[Data entries]
§

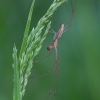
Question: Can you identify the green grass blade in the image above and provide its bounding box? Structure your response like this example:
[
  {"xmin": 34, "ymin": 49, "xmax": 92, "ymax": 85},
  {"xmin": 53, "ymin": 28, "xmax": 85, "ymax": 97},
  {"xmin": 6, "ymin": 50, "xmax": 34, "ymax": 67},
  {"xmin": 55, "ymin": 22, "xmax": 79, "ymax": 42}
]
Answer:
[
  {"xmin": 13, "ymin": 46, "xmax": 20, "ymax": 100},
  {"xmin": 19, "ymin": 0, "xmax": 35, "ymax": 57}
]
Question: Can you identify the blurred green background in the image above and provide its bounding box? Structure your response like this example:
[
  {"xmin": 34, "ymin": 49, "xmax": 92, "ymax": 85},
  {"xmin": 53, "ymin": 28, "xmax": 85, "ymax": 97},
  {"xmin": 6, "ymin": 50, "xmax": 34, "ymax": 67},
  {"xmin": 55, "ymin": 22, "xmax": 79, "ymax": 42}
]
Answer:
[{"xmin": 0, "ymin": 0, "xmax": 100, "ymax": 100}]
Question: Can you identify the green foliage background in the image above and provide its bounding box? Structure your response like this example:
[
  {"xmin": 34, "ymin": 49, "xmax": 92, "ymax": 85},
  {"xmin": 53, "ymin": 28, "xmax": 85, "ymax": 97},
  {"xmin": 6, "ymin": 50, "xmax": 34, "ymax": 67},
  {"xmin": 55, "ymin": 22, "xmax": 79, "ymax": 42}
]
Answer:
[{"xmin": 0, "ymin": 0, "xmax": 100, "ymax": 100}]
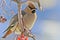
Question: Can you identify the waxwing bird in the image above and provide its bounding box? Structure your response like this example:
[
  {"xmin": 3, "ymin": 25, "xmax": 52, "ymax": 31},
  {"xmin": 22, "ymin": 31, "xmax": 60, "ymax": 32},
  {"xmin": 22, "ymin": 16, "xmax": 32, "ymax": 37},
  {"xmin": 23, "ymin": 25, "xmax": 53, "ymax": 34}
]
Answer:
[{"xmin": 3, "ymin": 1, "xmax": 37, "ymax": 38}]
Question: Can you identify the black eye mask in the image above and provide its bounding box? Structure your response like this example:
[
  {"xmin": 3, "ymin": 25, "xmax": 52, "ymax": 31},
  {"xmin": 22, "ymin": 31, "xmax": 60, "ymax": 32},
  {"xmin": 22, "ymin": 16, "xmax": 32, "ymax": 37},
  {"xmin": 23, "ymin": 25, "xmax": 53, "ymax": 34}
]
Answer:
[{"xmin": 28, "ymin": 6, "xmax": 36, "ymax": 10}]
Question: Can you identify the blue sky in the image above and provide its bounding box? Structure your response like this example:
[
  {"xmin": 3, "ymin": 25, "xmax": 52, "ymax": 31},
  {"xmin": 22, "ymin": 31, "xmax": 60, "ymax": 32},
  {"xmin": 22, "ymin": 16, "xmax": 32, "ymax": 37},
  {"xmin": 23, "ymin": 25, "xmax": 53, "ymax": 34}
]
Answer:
[{"xmin": 0, "ymin": 0, "xmax": 60, "ymax": 40}]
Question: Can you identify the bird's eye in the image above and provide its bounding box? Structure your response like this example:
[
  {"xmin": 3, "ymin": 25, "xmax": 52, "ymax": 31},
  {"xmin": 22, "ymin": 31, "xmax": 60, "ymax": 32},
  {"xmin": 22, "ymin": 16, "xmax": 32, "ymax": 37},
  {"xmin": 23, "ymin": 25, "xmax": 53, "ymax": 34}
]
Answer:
[{"xmin": 32, "ymin": 10, "xmax": 36, "ymax": 13}]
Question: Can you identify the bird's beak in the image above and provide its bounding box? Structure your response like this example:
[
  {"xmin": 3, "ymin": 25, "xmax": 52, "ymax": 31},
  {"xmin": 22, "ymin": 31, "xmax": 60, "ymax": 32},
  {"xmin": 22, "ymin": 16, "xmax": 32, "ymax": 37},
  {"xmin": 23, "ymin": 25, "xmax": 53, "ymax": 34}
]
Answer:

§

* [What needs to be done]
Turn every line of the items above into a Markdown table with the columns Row and Line, numbering each row and skipping blank lines. Leave the pictures out.

* [Response to this exercise]
| Row | Line |
|---|---|
| 1 | Question: Can you identify the green grass blade in the image above and provide its bounding box? Structure your response like this example: |
| 2 | [ |
| 3 |   {"xmin": 34, "ymin": 49, "xmax": 92, "ymax": 85}, |
| 4 |   {"xmin": 53, "ymin": 28, "xmax": 85, "ymax": 97}, |
| 5 |   {"xmin": 6, "ymin": 50, "xmax": 34, "ymax": 67}, |
| 6 |   {"xmin": 55, "ymin": 22, "xmax": 79, "ymax": 42} |
| 7 | ] |
| 8 | Answer: |
| 9 | [ |
| 10 |   {"xmin": 13, "ymin": 46, "xmax": 20, "ymax": 100}, |
| 11 |   {"xmin": 19, "ymin": 0, "xmax": 35, "ymax": 57} |
| 12 | ] |
| 13 | Question: Can you identify the blurred green background in the image above and provide its bounding box? Structure your response like this example: |
| 14 | [ |
| 15 |   {"xmin": 34, "ymin": 49, "xmax": 92, "ymax": 85}, |
| 16 |   {"xmin": 53, "ymin": 28, "xmax": 85, "ymax": 97}, |
| 17 |   {"xmin": 6, "ymin": 50, "xmax": 34, "ymax": 67}, |
| 18 |   {"xmin": 55, "ymin": 22, "xmax": 79, "ymax": 42} |
| 19 | ] |
| 20 | Answer: |
| 21 | [{"xmin": 0, "ymin": 0, "xmax": 100, "ymax": 100}] |
| 22 | Question: Can you identify the green foliage background in the image above and provide its bounding box? Structure your response like this example: |
| 23 | [ |
| 24 |   {"xmin": 34, "ymin": 49, "xmax": 92, "ymax": 85}, |
| 25 |   {"xmin": 53, "ymin": 28, "xmax": 85, "ymax": 97}, |
| 26 |   {"xmin": 6, "ymin": 50, "xmax": 34, "ymax": 67}, |
| 27 |   {"xmin": 55, "ymin": 22, "xmax": 79, "ymax": 42} |
| 28 | ] |
| 29 | Answer: |
| 30 | [{"xmin": 0, "ymin": 0, "xmax": 100, "ymax": 100}] |
| 31 | Question: Can you identify the waxwing bird in the image above and provide its bounding box? Structure your response like this example: |
| 32 | [ |
| 33 |   {"xmin": 3, "ymin": 25, "xmax": 52, "ymax": 31}, |
| 34 |   {"xmin": 22, "ymin": 31, "xmax": 60, "ymax": 32}, |
| 35 |   {"xmin": 22, "ymin": 16, "xmax": 32, "ymax": 37}, |
| 36 |   {"xmin": 23, "ymin": 25, "xmax": 53, "ymax": 34} |
| 37 | ] |
| 38 | Answer: |
| 39 | [{"xmin": 3, "ymin": 1, "xmax": 37, "ymax": 38}] |
| 40 | Question: Can you identify the black eye mask in the image above and provide its bounding box? Structure your response like this example: |
| 41 | [ |
| 42 |   {"xmin": 3, "ymin": 25, "xmax": 52, "ymax": 31}, |
| 43 |   {"xmin": 22, "ymin": 31, "xmax": 60, "ymax": 32}, |
| 44 |   {"xmin": 22, "ymin": 16, "xmax": 32, "ymax": 37}, |
| 45 |   {"xmin": 23, "ymin": 25, "xmax": 53, "ymax": 34} |
| 46 | ] |
| 47 | Answer: |
| 48 | [{"xmin": 28, "ymin": 6, "xmax": 36, "ymax": 10}] |
| 49 | Question: Can you identify the blue sky in the image above and provide its bounding box? Structure your response like this example: |
| 50 | [ |
| 51 |   {"xmin": 3, "ymin": 25, "xmax": 52, "ymax": 31}, |
| 52 |   {"xmin": 22, "ymin": 31, "xmax": 60, "ymax": 32}, |
| 53 |   {"xmin": 22, "ymin": 16, "xmax": 32, "ymax": 37}, |
| 54 |   {"xmin": 23, "ymin": 25, "xmax": 53, "ymax": 34} |
| 55 | ] |
| 56 | Answer: |
| 57 | [{"xmin": 0, "ymin": 0, "xmax": 60, "ymax": 40}] |
| 58 | Question: Can you identify the bird's eye in the image above and provide its bounding box? Structure your response like this example: |
| 59 | [ |
| 60 |   {"xmin": 3, "ymin": 25, "xmax": 52, "ymax": 31}, |
| 61 |   {"xmin": 22, "ymin": 31, "xmax": 60, "ymax": 32}, |
| 62 |   {"xmin": 22, "ymin": 16, "xmax": 32, "ymax": 37}, |
| 63 |   {"xmin": 23, "ymin": 25, "xmax": 53, "ymax": 34} |
| 64 | ] |
| 65 | Answer: |
| 66 | [{"xmin": 32, "ymin": 10, "xmax": 36, "ymax": 13}] |
| 67 | Question: Can you identify the bird's beak in the image above and provide its bounding box? Structure your response like this example: |
| 68 | [ |
| 69 |   {"xmin": 3, "ymin": 25, "xmax": 52, "ymax": 31}, |
| 70 |   {"xmin": 22, "ymin": 31, "xmax": 60, "ymax": 32}, |
| 71 |   {"xmin": 22, "ymin": 16, "xmax": 32, "ymax": 37}, |
| 72 |   {"xmin": 23, "ymin": 25, "xmax": 53, "ymax": 34} |
| 73 | ] |
| 74 | Answer: |